◆ Task details ◆
Copy the lines below that contain "green".

[Extracted records]
────

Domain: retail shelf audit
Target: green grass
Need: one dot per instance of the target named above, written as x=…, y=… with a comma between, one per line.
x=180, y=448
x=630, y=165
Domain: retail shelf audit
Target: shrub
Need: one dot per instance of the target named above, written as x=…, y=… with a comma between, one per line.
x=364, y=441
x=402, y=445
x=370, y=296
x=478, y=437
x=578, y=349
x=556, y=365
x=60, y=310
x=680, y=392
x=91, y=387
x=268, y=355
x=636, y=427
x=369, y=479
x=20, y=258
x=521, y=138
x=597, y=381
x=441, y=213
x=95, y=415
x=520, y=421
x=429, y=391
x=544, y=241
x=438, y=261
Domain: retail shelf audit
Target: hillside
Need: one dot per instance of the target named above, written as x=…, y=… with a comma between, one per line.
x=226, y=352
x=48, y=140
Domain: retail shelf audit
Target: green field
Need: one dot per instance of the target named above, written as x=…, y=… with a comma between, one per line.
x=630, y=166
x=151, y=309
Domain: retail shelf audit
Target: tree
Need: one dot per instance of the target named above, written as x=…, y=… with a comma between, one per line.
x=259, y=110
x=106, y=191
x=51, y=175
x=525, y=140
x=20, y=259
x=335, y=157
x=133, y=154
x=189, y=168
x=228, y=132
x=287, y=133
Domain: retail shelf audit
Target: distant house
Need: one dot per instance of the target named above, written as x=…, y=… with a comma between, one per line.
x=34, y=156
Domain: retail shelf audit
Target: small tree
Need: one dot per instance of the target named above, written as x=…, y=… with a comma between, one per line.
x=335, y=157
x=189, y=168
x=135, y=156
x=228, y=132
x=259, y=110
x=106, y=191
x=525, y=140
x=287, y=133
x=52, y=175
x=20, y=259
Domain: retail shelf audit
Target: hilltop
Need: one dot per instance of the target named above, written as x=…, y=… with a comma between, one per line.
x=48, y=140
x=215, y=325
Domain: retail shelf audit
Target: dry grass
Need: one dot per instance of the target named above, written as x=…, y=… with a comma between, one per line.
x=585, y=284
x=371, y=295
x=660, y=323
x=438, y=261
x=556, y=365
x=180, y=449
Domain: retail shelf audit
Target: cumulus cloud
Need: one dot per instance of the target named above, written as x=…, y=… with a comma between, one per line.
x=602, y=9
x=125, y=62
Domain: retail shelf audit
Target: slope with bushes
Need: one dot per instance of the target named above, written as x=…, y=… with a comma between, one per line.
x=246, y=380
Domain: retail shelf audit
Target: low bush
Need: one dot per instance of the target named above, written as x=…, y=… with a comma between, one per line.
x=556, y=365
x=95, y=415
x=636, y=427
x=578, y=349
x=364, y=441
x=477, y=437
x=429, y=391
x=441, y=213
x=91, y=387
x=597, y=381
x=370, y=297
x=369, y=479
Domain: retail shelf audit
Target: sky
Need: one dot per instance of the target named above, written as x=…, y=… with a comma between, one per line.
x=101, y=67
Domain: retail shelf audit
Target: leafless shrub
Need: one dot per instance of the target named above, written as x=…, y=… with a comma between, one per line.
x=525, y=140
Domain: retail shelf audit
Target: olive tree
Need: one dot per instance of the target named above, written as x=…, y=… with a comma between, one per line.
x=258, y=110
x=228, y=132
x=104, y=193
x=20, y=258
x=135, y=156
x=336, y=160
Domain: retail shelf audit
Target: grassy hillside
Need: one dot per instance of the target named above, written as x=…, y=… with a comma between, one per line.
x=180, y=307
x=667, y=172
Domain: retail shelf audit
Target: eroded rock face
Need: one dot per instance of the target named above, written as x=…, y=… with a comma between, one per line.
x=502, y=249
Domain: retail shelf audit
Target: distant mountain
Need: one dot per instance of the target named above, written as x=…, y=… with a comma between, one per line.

────

◆ Output of the task ◆
Target: green grass
Target: green field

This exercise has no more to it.